Reproduce the records word for word, with nothing left out.

--

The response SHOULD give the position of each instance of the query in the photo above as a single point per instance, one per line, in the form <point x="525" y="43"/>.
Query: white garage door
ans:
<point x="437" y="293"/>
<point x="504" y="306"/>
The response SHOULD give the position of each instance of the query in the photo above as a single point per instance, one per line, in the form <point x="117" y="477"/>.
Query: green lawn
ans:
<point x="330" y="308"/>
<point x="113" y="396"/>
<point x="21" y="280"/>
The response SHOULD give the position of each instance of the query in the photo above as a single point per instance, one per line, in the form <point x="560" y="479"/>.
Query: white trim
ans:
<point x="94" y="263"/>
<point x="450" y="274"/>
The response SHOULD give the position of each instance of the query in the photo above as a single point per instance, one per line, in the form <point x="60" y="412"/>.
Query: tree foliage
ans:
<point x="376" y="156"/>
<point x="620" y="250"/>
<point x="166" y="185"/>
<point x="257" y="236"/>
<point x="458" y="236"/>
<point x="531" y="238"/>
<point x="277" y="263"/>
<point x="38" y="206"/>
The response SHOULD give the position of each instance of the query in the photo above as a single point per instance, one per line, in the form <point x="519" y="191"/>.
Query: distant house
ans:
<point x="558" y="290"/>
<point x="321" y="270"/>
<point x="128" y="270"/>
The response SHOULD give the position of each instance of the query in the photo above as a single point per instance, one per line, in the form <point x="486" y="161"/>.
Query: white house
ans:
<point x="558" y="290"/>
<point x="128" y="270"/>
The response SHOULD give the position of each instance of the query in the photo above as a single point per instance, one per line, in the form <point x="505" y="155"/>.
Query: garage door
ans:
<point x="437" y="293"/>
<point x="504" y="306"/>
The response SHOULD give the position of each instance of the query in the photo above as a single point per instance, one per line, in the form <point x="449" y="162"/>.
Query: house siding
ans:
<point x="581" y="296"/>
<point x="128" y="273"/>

--

## Reply to the exercise
The response SHOULD give the position of each instance of the query in the photo above as a single point per instance, one per line, in the form <point x="525" y="43"/>.
Query: white garage door
ans:
<point x="437" y="293"/>
<point x="504" y="306"/>
The response SHOULD give the position of each instance of the query in the photo above as a single point per instance, one per line, in the form <point x="117" y="477"/>.
Query: green lawn
ans:
<point x="330" y="308"/>
<point x="113" y="396"/>
<point x="21" y="280"/>
The response SHOULD give the position of each instance of the query in the photo above as a single point per instance, one per line, in the form <point x="560" y="479"/>.
Query: white trim
ans:
<point x="94" y="263"/>
<point x="450" y="274"/>
The response SHOULD give the position of each instance of the query in the photo above as a single point per instance, one per line, in the form <point x="60" y="412"/>.
Query: tree foliage
ans:
<point x="376" y="156"/>
<point x="620" y="250"/>
<point x="166" y="185"/>
<point x="257" y="236"/>
<point x="458" y="236"/>
<point x="531" y="238"/>
<point x="277" y="263"/>
<point x="38" y="206"/>
The response SHOULD give the position of each instance of the query in the photo above as a single point per instance, one per line, in the form <point x="519" y="191"/>.
Query: distant house
ans:
<point x="558" y="290"/>
<point x="321" y="270"/>
<point x="128" y="270"/>
The response SHOULD give the position of each instance of the query in the photo above as a single point per instance, one per line, in the form <point x="486" y="161"/>.
Query: white house
ans:
<point x="558" y="290"/>
<point x="128" y="270"/>
The response SHOULD give the position of each instance of the query in the photo above as a single point per instance, one per line, in the form <point x="505" y="155"/>.
Query: garage door
ans:
<point x="437" y="293"/>
<point x="504" y="306"/>
The response SHOULD give the position of each instance of the query in the photo above as a single point per instance, one per line, in the form <point x="449" y="162"/>.
Query: house siding
ans:
<point x="581" y="296"/>
<point x="128" y="273"/>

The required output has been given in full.